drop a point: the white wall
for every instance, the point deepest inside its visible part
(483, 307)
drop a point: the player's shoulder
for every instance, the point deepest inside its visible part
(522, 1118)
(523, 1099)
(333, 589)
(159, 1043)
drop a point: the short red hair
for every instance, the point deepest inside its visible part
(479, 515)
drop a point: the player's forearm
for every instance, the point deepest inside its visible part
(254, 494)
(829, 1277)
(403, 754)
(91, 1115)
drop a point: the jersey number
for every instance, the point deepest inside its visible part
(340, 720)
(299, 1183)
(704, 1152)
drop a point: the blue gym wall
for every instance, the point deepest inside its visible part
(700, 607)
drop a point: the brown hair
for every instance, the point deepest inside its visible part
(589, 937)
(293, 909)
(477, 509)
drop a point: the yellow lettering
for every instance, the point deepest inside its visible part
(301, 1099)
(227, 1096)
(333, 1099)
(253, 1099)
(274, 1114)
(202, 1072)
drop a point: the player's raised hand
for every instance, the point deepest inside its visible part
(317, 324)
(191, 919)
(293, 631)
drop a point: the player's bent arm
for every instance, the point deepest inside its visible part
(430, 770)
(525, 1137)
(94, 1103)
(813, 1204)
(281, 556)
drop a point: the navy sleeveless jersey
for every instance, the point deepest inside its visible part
● ● ●
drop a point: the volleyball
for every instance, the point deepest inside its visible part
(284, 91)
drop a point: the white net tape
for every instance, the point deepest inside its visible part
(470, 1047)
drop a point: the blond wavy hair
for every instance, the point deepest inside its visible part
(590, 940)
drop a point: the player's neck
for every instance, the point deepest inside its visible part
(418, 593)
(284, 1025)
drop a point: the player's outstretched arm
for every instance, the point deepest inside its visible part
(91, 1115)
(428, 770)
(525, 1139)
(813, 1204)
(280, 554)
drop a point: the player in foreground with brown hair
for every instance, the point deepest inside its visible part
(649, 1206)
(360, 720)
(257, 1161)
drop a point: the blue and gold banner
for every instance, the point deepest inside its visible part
● ● ●
## Requirement
Please return the data from the line with "drop a point: the blond wavy hair" up to and including the line with "(257, 1161)", reproducing each line unchanged.

## Answer
drop a point: the blond wavy hair
for every instance, the point deepest inside its visible part
(590, 940)
drop a point: the player's neck
for every instance, the point deepest inside its visible part
(418, 593)
(284, 1025)
drop a point: the player's outstretched arm
for every instance, the point deepest inside its visible part
(91, 1115)
(428, 770)
(525, 1139)
(813, 1204)
(280, 554)
drop a point: the player in foreground with brown hair
for every instance, the point deepest inside its visible part
(649, 1206)
(360, 720)
(257, 1161)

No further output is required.